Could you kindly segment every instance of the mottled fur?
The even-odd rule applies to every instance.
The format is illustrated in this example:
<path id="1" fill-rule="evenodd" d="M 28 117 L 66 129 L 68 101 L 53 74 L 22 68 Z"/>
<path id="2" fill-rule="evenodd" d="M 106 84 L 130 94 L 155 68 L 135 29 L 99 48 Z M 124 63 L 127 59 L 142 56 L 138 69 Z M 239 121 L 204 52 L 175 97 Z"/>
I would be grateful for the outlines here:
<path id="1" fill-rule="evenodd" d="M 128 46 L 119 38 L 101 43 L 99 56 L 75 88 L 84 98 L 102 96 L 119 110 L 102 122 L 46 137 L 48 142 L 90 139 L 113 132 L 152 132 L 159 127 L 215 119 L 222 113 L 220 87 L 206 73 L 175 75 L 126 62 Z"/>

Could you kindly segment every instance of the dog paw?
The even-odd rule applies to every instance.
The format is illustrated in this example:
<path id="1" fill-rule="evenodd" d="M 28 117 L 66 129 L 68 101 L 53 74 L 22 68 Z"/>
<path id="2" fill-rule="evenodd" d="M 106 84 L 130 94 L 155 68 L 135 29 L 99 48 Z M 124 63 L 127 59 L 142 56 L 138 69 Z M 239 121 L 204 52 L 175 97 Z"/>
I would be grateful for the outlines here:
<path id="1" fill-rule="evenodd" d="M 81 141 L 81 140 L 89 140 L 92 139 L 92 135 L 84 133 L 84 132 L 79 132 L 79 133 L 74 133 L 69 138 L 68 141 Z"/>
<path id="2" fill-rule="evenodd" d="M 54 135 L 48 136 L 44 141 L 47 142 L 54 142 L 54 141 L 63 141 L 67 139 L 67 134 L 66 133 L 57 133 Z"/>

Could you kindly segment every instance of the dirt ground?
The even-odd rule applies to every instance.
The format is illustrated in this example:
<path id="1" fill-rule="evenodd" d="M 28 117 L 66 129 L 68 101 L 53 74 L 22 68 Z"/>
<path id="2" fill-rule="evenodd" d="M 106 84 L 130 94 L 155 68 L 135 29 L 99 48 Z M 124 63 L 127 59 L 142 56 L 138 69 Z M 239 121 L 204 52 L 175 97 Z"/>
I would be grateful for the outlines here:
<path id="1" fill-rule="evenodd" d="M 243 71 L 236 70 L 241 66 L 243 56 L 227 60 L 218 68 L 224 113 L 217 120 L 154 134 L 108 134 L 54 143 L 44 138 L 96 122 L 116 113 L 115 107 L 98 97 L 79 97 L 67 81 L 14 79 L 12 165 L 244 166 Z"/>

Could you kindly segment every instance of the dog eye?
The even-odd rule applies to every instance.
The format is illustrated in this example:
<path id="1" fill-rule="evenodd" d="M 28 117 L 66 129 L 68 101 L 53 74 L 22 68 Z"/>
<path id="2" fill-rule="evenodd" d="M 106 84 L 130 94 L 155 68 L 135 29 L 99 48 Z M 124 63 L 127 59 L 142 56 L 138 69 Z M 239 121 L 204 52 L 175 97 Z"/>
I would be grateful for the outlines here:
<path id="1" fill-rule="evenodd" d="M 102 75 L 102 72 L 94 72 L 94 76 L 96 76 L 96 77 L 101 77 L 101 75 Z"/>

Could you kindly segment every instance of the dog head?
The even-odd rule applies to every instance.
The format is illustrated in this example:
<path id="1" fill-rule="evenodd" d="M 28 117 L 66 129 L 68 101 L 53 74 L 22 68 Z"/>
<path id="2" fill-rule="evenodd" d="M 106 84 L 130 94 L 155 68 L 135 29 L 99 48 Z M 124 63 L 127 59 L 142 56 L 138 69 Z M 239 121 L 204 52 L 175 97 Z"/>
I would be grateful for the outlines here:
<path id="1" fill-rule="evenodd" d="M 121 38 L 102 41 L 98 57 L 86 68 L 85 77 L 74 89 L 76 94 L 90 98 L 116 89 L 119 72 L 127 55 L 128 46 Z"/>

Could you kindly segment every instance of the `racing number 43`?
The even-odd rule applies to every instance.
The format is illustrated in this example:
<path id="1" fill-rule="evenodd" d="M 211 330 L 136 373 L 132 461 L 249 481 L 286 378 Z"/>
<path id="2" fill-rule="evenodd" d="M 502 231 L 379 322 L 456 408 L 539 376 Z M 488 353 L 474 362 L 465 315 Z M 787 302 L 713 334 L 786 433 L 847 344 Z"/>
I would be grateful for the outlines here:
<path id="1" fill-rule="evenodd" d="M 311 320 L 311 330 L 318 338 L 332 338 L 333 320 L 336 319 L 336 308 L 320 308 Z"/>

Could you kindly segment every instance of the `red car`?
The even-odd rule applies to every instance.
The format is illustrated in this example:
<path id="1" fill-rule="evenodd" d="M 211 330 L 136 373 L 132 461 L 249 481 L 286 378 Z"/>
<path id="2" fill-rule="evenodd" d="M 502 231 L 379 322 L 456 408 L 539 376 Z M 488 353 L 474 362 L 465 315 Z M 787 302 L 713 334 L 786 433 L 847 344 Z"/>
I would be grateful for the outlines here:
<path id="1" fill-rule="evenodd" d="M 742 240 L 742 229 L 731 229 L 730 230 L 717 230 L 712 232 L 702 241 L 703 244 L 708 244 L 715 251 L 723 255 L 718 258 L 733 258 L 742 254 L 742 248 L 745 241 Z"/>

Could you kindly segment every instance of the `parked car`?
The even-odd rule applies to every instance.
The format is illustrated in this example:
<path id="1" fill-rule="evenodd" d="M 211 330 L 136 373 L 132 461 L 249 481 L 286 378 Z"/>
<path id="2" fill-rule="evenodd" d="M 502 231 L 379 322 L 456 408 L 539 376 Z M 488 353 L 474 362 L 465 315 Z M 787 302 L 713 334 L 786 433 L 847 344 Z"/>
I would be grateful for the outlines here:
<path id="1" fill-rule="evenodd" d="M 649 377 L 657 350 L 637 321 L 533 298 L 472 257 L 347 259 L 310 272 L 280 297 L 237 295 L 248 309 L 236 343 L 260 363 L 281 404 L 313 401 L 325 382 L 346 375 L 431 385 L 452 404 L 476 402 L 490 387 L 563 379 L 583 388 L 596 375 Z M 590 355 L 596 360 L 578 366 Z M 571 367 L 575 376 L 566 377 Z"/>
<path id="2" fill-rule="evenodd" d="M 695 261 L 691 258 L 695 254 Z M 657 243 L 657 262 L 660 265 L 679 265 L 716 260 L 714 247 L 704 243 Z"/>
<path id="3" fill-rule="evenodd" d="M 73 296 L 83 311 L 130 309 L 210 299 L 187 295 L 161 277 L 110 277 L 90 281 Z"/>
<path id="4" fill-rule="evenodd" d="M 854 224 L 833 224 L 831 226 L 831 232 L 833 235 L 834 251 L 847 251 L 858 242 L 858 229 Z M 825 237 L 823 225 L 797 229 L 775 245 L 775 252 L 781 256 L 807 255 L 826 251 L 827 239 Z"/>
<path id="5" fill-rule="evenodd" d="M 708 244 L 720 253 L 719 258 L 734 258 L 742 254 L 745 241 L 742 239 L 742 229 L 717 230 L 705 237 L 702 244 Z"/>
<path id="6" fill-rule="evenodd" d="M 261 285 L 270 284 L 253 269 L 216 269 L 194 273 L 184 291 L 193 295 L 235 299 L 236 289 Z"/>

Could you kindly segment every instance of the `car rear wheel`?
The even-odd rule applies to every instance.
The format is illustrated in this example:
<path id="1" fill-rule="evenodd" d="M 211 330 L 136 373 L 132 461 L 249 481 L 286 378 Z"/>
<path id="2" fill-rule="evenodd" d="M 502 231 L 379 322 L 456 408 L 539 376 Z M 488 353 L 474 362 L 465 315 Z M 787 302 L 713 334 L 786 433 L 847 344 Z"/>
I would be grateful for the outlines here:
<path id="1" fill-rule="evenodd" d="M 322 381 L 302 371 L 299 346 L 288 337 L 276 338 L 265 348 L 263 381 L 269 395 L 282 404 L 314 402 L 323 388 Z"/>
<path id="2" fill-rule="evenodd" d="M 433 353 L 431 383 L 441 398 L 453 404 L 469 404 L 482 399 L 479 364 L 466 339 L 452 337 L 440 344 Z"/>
......
**SHORT TASK:**
Please quote everything from the first line of the material down to and including the line that contains "54 135 L 48", reproducing each line verbatim.

**ANSWER TO THIS PROBLEM:**
Could you kindly segment every instance of the mottled fur?
The even-odd rule applies to every instance.
The format is illustrated in this example:
<path id="1" fill-rule="evenodd" d="M 28 117 L 66 129 L 68 101 L 53 74 L 22 68 Z"/>
<path id="2" fill-rule="evenodd" d="M 106 84 L 130 94 L 155 68 L 135 29 L 99 48 Z M 124 63 L 127 59 L 142 56 L 138 69 Z M 239 121 L 204 52 L 175 97 Z"/>
I would be grateful for the outlines here:
<path id="1" fill-rule="evenodd" d="M 128 46 L 119 38 L 101 43 L 99 56 L 75 88 L 84 98 L 102 96 L 119 110 L 102 122 L 46 137 L 48 142 L 90 139 L 113 132 L 152 132 L 159 127 L 215 119 L 222 113 L 220 87 L 206 73 L 175 75 L 126 62 Z"/>

Could you kindly segment every instance of the dog paw?
The even-odd rule applies to every instance.
The format is illustrated in this example:
<path id="1" fill-rule="evenodd" d="M 28 117 L 66 129 L 68 101 L 53 74 L 22 68 Z"/>
<path id="2" fill-rule="evenodd" d="M 106 84 L 130 94 L 155 68 L 135 29 L 99 48 Z M 124 63 L 127 59 L 142 56 L 138 69 Z M 239 121 L 204 52 L 175 97 Z"/>
I would be grateful for the outlines here:
<path id="1" fill-rule="evenodd" d="M 81 141 L 81 140 L 89 140 L 92 139 L 92 135 L 84 133 L 84 132 L 79 132 L 79 133 L 74 133 L 69 138 L 68 141 Z"/>
<path id="2" fill-rule="evenodd" d="M 54 135 L 48 136 L 44 141 L 47 142 L 54 142 L 54 141 L 63 141 L 67 139 L 67 134 L 66 133 L 57 133 Z"/>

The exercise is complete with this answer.